■ **Information supplied**:
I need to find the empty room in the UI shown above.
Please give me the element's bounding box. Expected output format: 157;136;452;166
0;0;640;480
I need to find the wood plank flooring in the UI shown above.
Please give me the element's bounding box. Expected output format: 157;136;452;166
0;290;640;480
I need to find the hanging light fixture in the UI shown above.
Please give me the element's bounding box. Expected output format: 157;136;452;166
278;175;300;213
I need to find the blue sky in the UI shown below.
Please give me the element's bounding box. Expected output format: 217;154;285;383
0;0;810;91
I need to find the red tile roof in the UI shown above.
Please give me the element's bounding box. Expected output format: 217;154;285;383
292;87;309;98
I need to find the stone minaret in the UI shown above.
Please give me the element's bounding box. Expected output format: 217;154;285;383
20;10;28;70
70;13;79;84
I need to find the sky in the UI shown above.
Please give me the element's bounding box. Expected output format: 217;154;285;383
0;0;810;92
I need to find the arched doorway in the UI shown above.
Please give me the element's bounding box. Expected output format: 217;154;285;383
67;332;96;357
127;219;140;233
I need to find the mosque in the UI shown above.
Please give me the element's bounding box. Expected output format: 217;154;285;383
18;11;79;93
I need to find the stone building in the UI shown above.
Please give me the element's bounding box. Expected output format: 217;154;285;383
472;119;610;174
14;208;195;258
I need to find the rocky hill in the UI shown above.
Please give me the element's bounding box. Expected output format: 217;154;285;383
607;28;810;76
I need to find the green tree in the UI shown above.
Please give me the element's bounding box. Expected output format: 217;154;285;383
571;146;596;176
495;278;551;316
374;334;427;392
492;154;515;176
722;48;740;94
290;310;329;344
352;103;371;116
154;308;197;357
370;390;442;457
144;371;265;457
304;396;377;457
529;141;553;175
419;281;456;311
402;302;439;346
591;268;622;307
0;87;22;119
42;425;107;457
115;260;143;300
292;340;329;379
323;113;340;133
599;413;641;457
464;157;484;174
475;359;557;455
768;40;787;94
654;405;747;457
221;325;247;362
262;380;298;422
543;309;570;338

■ **Description of the task**:
Copy every entry above word for word, with no changes.

■ **Answer to this problem**:
I need to find the empty room in the UI shown above.
Please give me the element's bounding box. Expected output format: 157;136;452;166
0;0;640;480
I need to find the wood plank flooring in the UI shown above.
Please give me the element's bounding box. Expected output format: 157;136;452;166
0;290;640;480
I need to find the hanging light fixture in the UI shown above.
Please give me the element's bounding box. Expected output format: 157;136;452;166
278;175;300;213
I need to find the blue sky in the UI shown below.
Please give me the element's bounding box. Expected output format: 217;154;285;383
0;0;810;91
I need to find the red tile roof in the UI shown above.
Please give me the element's bounding box. Expected output format: 217;154;285;383
292;87;309;98
I need to find the stone minaret in the UI shown above.
Please give me the element's bounding box. Expected output format: 217;154;285;383
20;10;28;70
70;13;79;84
I need to find the sky in the UI shown above.
Please give me the element's bounding box. Expected output format: 217;154;285;383
0;0;810;92
I need to find the arched doorway in the UI shown above.
Please give me the element's bounding box. Expected output format: 217;154;285;383
67;332;96;357
127;219;140;233
I need to find the mosque in the UI shown above.
Please give me the element's bounding box. Expected output format: 217;154;285;383
18;11;79;93
I need to find the stone building in the UI shown above.
Please give me the element's bounding box. Expected output format: 217;154;285;383
472;119;610;174
14;208;195;258
I need to find the rocky hill in the UI shown above.
Please give me the element's bounding box. Expected output format: 217;154;285;383
607;28;810;76
I need to find the green tree in the UI shown above.
Please give me the element's bounding box. Expected output format: 217;154;285;383
571;146;596;176
495;278;551;316
374;334;427;392
492;154;515;176
722;48;740;94
290;310;329;344
352;103;371;116
154;308;197;357
370;390;442;457
144;371;265;457
304;396;377;457
529;141;553;175
419;281;456;311
402;302;439;346
591;268;622;307
0;87;22;119
42;425;107;457
115;260;143;300
292;340;329;379
323;113;340;133
599;413;641;457
464;157;484;174
475;359;557;455
768;40;787;94
654;405;747;457
221;325;247;362
262;380;298;422
543;309;570;338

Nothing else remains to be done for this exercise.